_MATERIAL TO PROCESS:_

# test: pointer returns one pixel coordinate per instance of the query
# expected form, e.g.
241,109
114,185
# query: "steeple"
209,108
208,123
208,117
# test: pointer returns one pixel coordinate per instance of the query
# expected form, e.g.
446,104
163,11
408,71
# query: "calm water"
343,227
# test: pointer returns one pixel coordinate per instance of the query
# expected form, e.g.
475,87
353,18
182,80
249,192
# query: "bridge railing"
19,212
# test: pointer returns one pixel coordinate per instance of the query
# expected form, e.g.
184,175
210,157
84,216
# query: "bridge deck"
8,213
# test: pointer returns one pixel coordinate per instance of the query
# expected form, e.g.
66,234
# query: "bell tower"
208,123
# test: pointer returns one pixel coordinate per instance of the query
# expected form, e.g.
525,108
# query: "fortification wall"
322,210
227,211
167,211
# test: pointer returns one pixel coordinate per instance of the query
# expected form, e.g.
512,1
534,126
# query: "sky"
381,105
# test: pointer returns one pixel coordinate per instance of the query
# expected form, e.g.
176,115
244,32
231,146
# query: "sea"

_EXERCISE:_ Which lines in the items above contain the string "bridge"? List each of those lines in full, and treat the match as case-sensitive.

_RESPONSE TO THIS TASK:_
# query: "bridge railing"
# query: "bridge deck"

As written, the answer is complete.